-- START Selected passage --
UNITED NATIONS, Nov. 30 -- An influential U.N.-appointed panel challenged the Bush administration's right to use military force against an enemy that does not pose an imminent military threat. The 16-member panel, which was appointed by U.N. Secretary General Kofi Annan after the U.S.-led invasion of Iraq, said in a long-awaited report that only the U.N. Security Council has the legal standing to authorize such a "preventive war."
The panel's findings reflect persistent international unease over the U.S. invasion of Iraq last year without an explicit council endorsement, noting that "there is little evident international acceptance of the idea of security being best preserved by a balance of power, or by any single -- even benignly motivated -- superpower." It also recommends the establishment of five guidelines that must be met before force can be legitimately used -- including a determination that force is used as a last resort and that the threat is serious.
-- END Selected passage --
» **Written tasks**
1. What numbers appear in the article about the U.N. panel, whether in digits or in words?
2. Can you extend the article about the U.N. panel, picking up after its last sentence?
The rows after the article about the U.N. panel are separate material with no link to it.
-- START Data lines --
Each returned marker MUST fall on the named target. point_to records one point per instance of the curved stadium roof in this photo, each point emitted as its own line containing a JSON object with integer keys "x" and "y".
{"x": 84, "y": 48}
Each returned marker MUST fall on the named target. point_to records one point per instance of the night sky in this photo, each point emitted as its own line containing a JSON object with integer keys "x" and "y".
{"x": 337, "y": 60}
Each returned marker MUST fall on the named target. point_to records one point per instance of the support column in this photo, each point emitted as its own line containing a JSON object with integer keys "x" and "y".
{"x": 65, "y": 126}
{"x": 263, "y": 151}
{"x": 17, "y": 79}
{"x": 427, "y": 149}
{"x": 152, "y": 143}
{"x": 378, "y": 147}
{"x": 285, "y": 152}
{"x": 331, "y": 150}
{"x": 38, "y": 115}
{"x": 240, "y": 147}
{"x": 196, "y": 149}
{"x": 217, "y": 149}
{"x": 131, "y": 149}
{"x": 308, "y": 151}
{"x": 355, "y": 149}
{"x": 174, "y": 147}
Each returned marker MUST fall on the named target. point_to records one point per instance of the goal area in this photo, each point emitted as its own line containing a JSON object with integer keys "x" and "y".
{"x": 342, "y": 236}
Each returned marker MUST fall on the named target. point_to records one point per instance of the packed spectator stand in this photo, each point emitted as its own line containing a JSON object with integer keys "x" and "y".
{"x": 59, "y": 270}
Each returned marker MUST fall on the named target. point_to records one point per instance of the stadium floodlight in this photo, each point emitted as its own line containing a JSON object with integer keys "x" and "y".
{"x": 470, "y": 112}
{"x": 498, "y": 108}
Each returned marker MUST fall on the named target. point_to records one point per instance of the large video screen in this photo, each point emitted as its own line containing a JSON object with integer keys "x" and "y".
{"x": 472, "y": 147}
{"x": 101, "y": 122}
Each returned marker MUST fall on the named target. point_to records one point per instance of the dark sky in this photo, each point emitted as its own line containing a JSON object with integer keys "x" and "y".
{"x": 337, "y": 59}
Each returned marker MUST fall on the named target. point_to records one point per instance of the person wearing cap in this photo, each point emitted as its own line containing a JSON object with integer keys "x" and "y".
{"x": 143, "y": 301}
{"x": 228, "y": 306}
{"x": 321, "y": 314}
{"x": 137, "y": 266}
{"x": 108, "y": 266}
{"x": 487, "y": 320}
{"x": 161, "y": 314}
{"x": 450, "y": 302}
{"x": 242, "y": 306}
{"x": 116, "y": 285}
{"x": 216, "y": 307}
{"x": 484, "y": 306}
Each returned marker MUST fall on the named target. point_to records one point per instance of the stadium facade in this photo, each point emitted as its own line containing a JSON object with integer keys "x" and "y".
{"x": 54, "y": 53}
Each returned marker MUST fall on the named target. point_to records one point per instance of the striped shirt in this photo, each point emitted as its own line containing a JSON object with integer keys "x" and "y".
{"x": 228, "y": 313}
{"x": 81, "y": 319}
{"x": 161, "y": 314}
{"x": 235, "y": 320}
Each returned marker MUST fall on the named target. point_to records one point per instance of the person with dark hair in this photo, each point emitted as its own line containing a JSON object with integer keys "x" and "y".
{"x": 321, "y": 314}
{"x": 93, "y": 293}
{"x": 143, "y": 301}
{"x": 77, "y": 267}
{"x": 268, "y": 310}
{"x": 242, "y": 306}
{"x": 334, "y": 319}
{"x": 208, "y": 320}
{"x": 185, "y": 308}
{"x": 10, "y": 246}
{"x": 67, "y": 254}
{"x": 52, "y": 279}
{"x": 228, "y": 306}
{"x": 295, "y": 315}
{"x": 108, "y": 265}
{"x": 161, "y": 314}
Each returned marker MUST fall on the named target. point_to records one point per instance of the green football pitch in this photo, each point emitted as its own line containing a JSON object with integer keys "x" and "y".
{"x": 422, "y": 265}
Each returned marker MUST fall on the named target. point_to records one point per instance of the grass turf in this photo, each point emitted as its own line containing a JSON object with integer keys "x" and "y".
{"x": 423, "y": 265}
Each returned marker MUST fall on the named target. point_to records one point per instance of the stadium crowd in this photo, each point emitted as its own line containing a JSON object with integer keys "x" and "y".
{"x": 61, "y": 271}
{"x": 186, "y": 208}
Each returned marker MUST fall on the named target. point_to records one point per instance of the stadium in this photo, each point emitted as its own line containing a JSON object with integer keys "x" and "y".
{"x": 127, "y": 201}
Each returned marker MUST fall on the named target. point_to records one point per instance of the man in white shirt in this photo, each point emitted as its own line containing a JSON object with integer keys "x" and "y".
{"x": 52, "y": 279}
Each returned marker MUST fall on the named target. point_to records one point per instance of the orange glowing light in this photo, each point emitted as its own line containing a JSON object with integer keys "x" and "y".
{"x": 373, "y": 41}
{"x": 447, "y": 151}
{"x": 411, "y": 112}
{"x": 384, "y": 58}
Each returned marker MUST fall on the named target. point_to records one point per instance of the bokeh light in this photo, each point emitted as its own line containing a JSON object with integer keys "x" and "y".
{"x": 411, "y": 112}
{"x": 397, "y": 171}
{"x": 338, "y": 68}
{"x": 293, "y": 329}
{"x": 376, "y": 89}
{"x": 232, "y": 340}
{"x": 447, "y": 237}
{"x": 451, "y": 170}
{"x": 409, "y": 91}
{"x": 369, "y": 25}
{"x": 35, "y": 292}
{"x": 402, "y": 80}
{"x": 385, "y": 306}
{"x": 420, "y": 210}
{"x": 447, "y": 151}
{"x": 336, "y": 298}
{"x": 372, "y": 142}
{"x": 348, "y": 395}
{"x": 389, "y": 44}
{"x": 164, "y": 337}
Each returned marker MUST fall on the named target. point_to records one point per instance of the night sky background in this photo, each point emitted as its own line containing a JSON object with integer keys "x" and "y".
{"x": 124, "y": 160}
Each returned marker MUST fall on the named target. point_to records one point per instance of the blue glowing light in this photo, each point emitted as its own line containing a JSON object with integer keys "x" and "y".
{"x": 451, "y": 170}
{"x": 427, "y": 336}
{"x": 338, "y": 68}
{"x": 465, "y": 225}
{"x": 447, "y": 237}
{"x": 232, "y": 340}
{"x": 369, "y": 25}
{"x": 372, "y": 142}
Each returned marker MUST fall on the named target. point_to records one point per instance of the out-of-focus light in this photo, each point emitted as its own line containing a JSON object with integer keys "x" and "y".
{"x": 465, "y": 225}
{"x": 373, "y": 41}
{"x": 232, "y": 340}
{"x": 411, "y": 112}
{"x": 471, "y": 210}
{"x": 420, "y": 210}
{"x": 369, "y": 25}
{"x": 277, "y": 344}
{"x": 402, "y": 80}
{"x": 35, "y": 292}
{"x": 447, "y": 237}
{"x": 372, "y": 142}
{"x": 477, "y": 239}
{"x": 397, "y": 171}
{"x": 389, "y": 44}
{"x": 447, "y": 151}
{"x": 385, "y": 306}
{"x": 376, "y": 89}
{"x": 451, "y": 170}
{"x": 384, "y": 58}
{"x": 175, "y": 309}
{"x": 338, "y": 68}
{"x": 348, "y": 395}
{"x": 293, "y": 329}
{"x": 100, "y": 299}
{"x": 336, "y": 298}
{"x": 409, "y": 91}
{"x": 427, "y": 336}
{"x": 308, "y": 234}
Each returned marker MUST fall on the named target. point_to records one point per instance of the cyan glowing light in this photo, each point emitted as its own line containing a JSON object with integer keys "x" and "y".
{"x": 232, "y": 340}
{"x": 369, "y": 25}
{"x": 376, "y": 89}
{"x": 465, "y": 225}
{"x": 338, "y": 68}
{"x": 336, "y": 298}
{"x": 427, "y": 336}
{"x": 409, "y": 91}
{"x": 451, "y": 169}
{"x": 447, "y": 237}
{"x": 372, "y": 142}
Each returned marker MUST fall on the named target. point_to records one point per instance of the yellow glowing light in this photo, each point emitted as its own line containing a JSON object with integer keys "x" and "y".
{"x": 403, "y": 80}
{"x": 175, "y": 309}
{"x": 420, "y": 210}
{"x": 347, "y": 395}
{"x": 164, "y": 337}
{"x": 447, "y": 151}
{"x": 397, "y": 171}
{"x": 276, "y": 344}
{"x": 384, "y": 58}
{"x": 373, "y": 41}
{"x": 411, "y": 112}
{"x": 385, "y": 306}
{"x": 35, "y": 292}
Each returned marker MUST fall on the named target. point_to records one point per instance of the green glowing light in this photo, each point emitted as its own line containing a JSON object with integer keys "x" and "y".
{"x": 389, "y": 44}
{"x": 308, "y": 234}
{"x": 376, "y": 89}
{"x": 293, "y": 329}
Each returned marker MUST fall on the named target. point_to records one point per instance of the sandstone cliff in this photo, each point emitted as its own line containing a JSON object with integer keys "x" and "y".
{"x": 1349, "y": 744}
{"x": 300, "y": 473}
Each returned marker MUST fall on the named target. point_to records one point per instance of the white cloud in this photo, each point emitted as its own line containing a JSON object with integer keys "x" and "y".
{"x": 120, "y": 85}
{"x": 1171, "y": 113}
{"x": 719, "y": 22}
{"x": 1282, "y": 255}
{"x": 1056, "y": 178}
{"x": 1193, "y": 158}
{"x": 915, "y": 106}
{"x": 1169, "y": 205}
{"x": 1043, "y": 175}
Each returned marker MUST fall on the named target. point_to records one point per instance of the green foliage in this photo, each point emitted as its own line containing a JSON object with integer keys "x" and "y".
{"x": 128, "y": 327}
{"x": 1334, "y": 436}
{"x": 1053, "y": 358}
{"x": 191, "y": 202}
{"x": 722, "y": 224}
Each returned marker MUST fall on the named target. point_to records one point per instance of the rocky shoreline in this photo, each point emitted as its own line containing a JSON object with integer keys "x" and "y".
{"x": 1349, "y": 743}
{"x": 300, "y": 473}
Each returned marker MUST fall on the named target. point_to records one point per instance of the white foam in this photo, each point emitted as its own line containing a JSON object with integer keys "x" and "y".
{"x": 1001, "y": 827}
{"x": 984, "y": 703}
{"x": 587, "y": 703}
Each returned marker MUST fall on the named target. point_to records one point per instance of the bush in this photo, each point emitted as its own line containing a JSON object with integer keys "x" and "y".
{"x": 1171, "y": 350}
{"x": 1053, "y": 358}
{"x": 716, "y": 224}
-- END Data lines --
» **Results**
1. 30 (in the dateline "Nov. 30"), 16 (the panel's members), five (the guidelines the panel recommends)

2.
"If there are good arguments for preventive military action, with good evidence to support them, they should be put to the Security Council," the report said. But "in a world full of perceived potential threats, the risk of the global order . . . is simply too great for the legality of unilateral preventive action . . . to be accepted."
Richard Grenell, a spokesman to the U.S. mission to the United Nations, said the Bush administration will withhold comment on the report until it is formally released Thursday. "We will review this report with an eye towards how, if at all, the recommendations will improve the workings of the Security Council."
The panel's reform initiative comes as Annan is facing fresh attacks from conservatives who cite new evidence that Annan's son, Kojo, received secret payments from a company that profited from the U.N.-administered oil-for-food program. Sen. Norm Coleman (R-Minn.), chairman of the Senate Permanent Subcommittee on Investigations, is expected to call for Annan's resignation in an opinion piece in the Wall Street Journal on Wednesday, citing his failure to exercise effective oversight over the program.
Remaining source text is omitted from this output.